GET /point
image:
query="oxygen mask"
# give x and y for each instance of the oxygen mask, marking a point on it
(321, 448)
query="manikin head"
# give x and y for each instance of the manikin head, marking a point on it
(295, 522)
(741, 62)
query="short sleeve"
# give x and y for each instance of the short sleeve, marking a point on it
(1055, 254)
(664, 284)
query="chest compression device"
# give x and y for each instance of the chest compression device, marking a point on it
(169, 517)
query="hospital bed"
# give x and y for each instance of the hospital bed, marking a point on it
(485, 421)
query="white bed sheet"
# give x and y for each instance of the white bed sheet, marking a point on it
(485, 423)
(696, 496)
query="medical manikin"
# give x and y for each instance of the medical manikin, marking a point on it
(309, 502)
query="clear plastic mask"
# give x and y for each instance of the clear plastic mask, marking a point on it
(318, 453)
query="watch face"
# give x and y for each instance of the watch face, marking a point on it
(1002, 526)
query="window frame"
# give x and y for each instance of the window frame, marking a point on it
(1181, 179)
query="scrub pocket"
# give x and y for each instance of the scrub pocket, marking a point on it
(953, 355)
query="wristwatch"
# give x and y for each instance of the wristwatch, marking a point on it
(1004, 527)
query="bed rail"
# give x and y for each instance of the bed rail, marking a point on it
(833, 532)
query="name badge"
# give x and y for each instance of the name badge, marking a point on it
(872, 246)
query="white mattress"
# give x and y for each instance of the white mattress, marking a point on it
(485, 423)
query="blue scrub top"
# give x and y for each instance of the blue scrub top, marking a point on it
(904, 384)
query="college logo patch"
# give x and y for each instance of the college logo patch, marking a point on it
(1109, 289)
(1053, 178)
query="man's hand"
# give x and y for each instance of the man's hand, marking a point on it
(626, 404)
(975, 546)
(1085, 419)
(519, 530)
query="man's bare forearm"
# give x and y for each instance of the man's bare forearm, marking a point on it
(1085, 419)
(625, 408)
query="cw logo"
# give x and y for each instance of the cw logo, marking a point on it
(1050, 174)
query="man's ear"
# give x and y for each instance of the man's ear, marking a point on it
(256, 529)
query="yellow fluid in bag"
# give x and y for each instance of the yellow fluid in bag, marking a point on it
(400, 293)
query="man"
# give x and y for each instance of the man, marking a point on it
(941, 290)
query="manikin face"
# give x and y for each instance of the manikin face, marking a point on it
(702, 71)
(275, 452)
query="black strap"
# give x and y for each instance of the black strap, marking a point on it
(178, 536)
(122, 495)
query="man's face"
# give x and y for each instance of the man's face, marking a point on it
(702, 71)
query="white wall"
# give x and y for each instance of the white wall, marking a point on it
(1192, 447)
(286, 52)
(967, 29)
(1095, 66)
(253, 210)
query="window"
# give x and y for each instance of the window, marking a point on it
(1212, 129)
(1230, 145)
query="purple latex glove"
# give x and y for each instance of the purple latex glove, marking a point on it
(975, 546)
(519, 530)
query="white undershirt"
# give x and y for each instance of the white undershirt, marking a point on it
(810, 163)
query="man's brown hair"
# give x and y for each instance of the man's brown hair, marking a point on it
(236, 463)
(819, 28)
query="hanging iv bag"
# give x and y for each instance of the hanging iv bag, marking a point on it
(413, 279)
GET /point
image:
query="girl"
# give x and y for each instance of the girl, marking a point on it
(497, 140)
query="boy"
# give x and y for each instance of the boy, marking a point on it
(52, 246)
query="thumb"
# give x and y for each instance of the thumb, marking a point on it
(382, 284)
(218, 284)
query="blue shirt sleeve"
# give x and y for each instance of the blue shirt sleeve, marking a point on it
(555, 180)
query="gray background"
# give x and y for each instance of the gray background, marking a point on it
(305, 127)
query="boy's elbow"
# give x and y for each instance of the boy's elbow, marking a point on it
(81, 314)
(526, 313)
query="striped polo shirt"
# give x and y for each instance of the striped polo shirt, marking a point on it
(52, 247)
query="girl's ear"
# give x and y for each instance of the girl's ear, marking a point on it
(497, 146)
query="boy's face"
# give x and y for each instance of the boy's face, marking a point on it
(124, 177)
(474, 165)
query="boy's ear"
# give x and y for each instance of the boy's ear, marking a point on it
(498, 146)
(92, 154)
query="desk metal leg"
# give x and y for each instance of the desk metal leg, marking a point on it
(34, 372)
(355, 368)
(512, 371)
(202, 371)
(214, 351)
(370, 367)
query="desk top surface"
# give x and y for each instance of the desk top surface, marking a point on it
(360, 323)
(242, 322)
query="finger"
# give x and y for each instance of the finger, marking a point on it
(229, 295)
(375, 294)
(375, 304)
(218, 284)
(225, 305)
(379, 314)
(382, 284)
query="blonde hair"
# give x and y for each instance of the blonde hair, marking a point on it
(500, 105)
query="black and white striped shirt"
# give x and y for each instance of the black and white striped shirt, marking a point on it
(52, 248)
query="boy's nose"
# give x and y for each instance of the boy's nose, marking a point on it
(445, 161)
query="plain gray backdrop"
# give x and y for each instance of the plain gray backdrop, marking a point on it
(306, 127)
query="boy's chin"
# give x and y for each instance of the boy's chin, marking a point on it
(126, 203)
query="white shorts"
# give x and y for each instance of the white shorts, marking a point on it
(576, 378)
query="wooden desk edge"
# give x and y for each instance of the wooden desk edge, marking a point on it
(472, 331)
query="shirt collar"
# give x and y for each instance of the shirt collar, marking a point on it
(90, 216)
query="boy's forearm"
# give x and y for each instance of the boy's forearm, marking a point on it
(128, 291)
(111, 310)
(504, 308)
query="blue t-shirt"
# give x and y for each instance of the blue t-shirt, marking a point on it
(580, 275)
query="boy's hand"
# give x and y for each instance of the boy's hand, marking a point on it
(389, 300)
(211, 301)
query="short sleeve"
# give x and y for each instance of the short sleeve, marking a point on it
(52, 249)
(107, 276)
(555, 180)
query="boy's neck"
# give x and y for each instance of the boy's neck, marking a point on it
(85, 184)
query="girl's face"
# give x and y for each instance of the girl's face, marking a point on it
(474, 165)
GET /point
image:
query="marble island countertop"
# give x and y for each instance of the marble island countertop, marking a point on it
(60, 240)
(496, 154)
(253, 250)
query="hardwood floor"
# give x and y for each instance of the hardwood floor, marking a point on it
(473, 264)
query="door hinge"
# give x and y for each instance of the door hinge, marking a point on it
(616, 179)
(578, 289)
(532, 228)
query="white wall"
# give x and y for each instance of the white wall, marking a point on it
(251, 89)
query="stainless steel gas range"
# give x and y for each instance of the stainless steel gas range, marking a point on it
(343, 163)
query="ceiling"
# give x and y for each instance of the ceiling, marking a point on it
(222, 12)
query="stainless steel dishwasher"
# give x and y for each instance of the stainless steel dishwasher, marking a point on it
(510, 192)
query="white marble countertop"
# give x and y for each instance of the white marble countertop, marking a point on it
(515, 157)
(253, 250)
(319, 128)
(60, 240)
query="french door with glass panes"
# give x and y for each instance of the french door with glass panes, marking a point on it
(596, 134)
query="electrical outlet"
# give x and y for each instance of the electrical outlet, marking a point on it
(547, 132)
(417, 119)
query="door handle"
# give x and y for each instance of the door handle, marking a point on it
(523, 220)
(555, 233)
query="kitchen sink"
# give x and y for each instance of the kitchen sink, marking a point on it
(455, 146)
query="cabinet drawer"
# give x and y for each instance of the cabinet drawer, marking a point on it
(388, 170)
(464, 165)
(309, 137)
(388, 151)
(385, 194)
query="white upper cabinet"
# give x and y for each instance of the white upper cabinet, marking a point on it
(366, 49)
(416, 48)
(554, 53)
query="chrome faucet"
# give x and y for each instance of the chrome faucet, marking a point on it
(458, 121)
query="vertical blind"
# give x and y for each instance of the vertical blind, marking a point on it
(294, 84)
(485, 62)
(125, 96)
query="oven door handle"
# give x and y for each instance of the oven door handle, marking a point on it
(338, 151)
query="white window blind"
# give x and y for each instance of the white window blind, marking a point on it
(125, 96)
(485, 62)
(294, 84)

▬▬▬

→ Task details
Please make an exact copy of the lines from the one holding "window blind, marking a point on it" through the final line of the records above, nothing more.

→ Answer to this exercise
# give x and y for each instance of the white window blind, marking a point on it
(125, 96)
(485, 62)
(294, 84)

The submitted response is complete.